Direction: Reproduce the part of the records that opens with the line containing "the black keurig" and runs through the end of the records, swapping "brewer" for "coffee maker" and leaving all else unchanged.

Material for this exercise:
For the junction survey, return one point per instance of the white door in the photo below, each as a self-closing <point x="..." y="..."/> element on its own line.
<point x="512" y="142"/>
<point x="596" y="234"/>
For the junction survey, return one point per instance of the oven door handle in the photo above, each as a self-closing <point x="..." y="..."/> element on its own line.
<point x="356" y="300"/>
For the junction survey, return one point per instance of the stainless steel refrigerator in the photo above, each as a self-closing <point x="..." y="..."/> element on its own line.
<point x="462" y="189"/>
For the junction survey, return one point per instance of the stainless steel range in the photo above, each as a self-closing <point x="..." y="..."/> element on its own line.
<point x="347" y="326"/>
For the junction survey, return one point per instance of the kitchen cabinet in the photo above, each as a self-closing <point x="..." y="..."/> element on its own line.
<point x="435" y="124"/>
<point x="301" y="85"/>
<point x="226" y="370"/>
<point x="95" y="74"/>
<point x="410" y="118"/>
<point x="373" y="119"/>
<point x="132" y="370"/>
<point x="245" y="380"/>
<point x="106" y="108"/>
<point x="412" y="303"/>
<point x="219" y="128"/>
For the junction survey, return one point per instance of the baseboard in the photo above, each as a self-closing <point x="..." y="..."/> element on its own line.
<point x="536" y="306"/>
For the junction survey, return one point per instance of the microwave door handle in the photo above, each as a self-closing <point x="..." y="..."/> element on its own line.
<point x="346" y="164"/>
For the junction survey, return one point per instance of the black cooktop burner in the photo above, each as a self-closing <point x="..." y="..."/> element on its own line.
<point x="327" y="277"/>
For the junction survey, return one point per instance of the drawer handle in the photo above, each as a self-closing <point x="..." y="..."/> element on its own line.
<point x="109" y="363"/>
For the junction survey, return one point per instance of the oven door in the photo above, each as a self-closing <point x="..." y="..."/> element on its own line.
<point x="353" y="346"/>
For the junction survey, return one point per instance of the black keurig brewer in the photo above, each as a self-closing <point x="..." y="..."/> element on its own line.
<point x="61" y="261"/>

Answer for the task:
For the junction survey, return one point per instance of the black keurig coffee maker in the photo above, each as a self-closing <point x="..." y="..."/> element on its own line.
<point x="61" y="261"/>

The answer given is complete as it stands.